2. Wrongful Death Statutes of Limitations
Wrongful death cases can be brought forward by the surviving loved ones of a mesothelioma victim. In this case, the victim has died and has not be able to start, or at least complete, a legal action for compensation. In these cases, a statute of limitations also exists and it is very important for the relatives of the deceased to be aware of this. The clock starts to tick on the day the person has died. In the majority of cases, personal injury statutes of limitations and wrongful death statutes of limitations are the same. However, there are also some states, including Florida and New York, in which the statute of limitations is significantly shorter than that of a personal injury case.
There are reasons why wrongful death cases often take longer than regular cases, however. For instance, they may not have known that any asbestos exposure had taken place. It can be a lengthy process to compile lists of workplaces and residences, and to determine whether or not asbestos was present in those locations. Again, it is vital to speak to a qualified attorney who specializes in these types of cases in order to make sure you don’t miss the time limit.
Which Statute Is Applicable?
A considerable difficulty you may come across, and one that your lawyer should be able to help you with, is which state’s statutes are applicable to you. A number of factors are of influence in this, including:
- Where you currently live and where you have lived in the past
- Whether the military bases or job sites were located when you were exposed to asbestos
- Where the company that is liable in this case is based
There are a number of states that have ‘immediate’ trial provisions for people with asbestos-related illnesses, including asbestosis, lung cancer, and mesothelioma. For instance, in New York City, trial clusters have been set aside specifically for asbestos cases in both April and October. Because mesothelioma patients are terminally ill, this increases the likelihood of them being able to survive through their trial.
Statutes of Limitations by State
With regards to the statute of limitations for personal injury cases:
- A one year (from diagnosis) statute exists in California, Kentucky, Louisiana, and Tennessee.
════════════════════
Work to complete
1. List every U.S. state named in the passage on mesothelioma statutes of limitations.
2. Carry on the passage on mesothelioma statutes of limitations from the point where it stops.
════════════════════
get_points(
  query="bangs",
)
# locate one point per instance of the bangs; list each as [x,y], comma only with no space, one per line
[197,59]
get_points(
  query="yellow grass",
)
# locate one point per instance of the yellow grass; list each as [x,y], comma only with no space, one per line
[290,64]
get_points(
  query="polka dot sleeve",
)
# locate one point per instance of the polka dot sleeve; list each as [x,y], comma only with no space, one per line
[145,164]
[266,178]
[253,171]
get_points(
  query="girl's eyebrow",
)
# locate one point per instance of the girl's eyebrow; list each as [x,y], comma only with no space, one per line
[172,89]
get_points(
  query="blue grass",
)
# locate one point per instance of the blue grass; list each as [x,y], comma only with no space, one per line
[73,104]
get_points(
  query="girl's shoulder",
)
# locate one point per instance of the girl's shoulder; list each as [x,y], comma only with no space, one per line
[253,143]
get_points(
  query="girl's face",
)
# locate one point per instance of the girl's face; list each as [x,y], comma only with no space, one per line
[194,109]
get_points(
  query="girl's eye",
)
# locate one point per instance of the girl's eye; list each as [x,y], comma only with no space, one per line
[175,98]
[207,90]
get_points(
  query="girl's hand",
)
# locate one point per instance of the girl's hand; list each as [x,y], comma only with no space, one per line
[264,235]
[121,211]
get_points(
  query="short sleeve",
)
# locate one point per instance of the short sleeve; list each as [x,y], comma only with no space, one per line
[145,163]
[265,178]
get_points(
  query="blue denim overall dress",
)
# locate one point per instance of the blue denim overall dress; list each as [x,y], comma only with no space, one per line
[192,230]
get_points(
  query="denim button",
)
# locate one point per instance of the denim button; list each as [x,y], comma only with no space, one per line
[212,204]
════════════════════
Activity answers
1. Florida, New York, California, Kentucky, Louisiana, Tennessee

2.
- A two year statute exists in Alabama, Alaska, Arizona, Colorado, Delaware, Georgia, Hawaii, Idaho, Illinois, Indiana, Iowa, Kansas, Nevada, New Jersey, Ohio, Oklahoma, Pennsylvania, Texas, Virginia, and West Virginia.
- A three year statute exists in Arkansas, Connecticut, Maryland, Massachusetts, Michigan, Montana, New Hampshire, New Mexico, New York, North Carolina, Oregon, Rhode Island, South Carolina, South Dakota, Utah, Vermont, Washington DC, and Wisconsin.
- A four year statute is in place in Florida, Minnesota, Nebraska, and Wyoming.
- In Missouri, the statute is five years.
- Maine has one of the longest statutes of limitations, standing at 6 years, as does North Dakota.
- With regards to wrongful death, the statutes also differ:
- The statute starts from death, and is just one year in California, Kentucky, Louisiana, and Tennessee.
- In Alabama, Alaska, Arizona, Colorado, Delaware, Georgia, Hawaii, Idaho, Illinois, Indiana, Iowa, Kansas, Maine, Nebraska, Nevada, New Jersey, New York, North Carolina, North Dakota, Ohio, Oklahoma, Pennsylvania, Texas, Utah, Vermont, Virginia, West Virginia, and Wyoming, it is two years from death.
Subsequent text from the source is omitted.